[start]

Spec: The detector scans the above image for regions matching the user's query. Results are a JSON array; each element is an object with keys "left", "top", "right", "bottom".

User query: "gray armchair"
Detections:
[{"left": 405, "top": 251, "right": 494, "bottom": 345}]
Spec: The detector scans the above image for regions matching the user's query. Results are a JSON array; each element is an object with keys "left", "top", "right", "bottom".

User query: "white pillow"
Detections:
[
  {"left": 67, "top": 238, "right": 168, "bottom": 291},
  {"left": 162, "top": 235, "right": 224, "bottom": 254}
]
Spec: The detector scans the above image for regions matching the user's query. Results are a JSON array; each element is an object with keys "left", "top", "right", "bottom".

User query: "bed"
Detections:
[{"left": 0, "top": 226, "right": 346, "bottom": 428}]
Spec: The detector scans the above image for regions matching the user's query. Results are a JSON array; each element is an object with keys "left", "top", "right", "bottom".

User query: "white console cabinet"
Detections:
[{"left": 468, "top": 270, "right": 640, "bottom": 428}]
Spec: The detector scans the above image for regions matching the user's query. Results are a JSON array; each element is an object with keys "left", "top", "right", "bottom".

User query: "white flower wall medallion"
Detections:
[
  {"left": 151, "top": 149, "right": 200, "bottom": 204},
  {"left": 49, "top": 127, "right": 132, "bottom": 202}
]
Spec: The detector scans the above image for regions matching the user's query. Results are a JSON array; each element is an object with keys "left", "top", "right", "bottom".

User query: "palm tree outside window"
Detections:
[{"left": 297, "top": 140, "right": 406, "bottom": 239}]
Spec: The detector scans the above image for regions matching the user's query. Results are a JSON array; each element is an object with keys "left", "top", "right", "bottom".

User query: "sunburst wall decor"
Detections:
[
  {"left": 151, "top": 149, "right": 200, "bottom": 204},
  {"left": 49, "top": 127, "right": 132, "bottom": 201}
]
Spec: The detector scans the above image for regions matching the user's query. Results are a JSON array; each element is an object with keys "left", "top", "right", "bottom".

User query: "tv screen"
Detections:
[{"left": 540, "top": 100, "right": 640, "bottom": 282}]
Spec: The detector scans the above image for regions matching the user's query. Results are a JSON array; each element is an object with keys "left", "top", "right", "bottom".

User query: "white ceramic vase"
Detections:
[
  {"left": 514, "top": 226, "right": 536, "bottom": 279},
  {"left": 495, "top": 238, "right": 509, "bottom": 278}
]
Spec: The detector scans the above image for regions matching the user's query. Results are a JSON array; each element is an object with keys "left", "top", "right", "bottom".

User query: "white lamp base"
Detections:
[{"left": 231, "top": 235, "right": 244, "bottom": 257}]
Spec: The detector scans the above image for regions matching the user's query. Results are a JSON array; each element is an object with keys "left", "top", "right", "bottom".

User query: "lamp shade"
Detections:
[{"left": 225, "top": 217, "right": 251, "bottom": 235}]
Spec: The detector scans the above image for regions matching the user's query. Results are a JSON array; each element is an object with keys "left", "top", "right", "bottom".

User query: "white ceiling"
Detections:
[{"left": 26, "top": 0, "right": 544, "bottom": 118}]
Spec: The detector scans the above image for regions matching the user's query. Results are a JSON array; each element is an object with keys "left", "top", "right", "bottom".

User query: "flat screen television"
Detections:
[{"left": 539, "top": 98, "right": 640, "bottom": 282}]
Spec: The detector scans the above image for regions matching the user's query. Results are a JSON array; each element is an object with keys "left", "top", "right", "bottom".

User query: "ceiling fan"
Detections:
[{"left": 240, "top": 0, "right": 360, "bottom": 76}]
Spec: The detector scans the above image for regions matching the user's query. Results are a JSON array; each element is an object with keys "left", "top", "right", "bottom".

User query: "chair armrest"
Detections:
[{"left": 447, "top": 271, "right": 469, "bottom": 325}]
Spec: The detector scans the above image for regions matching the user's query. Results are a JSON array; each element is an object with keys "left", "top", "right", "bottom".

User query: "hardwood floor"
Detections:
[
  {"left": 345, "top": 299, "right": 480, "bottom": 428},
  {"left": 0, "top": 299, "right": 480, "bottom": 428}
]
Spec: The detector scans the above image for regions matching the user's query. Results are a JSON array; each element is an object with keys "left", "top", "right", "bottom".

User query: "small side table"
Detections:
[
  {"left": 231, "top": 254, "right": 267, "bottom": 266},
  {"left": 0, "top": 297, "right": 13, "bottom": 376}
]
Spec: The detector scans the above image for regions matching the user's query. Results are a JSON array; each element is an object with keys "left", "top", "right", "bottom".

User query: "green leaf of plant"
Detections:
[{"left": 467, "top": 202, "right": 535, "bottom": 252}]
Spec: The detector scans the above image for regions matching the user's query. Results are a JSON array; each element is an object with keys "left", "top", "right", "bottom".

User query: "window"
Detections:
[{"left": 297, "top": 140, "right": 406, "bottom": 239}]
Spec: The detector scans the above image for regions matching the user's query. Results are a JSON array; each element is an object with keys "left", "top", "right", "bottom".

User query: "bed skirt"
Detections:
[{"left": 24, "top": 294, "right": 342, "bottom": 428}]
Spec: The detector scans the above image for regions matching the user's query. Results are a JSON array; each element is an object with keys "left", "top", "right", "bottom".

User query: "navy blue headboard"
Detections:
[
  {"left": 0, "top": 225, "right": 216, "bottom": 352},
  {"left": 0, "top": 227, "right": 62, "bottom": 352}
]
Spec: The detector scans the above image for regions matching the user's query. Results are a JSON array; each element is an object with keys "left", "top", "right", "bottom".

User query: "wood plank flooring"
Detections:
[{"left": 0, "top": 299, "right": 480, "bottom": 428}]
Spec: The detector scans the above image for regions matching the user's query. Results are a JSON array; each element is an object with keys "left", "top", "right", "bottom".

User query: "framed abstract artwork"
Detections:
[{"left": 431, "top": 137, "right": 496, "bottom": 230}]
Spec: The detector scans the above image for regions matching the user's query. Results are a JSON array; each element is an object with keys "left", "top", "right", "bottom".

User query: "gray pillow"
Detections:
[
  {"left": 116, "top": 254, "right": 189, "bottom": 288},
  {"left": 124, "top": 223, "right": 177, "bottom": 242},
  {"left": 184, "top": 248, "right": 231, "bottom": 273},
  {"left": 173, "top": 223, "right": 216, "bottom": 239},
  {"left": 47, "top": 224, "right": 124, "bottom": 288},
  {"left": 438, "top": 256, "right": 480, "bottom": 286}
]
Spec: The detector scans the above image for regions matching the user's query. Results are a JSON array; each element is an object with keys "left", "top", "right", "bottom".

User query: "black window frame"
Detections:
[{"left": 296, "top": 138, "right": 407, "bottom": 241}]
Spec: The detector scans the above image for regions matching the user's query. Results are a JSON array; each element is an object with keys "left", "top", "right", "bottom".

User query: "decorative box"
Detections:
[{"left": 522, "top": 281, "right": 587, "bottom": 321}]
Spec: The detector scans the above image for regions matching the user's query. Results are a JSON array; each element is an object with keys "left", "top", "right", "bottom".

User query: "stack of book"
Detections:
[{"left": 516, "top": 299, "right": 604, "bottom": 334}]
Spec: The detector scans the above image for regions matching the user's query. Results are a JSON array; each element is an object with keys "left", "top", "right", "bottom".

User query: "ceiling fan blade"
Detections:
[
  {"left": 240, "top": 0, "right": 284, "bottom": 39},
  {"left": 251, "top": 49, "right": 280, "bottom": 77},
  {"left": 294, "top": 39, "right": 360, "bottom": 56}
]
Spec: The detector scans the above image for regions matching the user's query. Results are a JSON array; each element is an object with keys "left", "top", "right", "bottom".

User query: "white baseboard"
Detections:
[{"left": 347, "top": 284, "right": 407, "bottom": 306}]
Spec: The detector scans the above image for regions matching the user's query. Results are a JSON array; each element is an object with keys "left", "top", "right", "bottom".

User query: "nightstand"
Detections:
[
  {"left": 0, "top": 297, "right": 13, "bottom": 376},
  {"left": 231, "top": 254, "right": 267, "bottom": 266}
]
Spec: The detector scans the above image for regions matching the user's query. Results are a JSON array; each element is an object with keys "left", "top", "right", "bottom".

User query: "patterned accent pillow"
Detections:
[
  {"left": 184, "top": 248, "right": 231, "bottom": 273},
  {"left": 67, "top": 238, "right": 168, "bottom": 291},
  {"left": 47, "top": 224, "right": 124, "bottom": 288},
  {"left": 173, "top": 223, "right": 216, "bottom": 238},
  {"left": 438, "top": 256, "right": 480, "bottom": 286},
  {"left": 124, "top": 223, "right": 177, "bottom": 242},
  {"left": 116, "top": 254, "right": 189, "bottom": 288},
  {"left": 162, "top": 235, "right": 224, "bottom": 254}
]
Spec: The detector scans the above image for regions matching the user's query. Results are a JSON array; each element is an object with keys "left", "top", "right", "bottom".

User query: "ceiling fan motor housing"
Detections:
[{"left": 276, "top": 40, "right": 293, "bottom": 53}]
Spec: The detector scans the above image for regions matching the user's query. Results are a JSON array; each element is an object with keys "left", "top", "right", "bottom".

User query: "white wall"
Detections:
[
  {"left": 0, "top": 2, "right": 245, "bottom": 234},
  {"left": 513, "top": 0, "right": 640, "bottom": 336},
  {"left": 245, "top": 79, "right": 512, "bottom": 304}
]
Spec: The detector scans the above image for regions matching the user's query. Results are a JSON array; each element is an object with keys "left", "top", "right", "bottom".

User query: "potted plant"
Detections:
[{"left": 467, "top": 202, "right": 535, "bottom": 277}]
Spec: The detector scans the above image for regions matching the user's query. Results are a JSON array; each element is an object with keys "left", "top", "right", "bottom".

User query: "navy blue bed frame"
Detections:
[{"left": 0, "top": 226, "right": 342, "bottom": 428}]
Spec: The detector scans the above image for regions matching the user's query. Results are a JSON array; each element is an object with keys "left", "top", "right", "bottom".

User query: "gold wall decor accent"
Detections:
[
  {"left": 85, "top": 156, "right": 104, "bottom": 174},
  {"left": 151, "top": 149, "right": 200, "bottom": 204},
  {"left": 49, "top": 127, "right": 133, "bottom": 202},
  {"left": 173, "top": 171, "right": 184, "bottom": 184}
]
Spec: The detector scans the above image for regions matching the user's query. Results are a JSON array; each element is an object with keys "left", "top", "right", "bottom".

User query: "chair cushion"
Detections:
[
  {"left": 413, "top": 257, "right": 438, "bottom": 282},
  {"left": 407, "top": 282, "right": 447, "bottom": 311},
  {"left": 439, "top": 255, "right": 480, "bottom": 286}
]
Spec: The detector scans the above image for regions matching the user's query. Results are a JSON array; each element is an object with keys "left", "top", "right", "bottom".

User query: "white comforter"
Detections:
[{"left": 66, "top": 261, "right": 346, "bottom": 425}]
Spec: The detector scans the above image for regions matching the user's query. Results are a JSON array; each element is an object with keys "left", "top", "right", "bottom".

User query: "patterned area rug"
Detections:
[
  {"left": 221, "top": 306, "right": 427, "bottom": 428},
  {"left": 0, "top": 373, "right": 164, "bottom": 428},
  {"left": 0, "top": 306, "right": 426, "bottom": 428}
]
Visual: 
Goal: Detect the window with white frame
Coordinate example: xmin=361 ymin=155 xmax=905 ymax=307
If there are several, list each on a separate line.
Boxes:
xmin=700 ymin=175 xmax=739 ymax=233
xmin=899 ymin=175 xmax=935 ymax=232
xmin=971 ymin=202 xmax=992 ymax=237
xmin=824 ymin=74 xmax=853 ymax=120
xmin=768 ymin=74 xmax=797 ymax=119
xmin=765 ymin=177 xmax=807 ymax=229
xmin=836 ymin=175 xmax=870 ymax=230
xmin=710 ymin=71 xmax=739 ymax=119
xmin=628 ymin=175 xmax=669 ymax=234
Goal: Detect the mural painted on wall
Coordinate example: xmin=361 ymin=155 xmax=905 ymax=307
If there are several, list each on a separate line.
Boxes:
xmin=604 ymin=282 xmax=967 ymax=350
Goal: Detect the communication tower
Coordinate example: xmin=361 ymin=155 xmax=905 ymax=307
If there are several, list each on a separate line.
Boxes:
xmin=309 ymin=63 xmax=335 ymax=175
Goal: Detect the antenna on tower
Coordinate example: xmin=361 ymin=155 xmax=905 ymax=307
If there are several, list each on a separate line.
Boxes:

[end]

### [DO THIS]
Put the part of the entries above that opens with the line containing "Goal: Detect the antenna on tower" and runs through the last line into a numbered list, both ends included and blank lines left out.

### [RESULT]
1. Goal: Detect the antenna on tower
2. Coordinate example: xmin=361 ymin=155 xmax=905 ymax=307
3. If there are several, list each on a separate line.
4. Boxes:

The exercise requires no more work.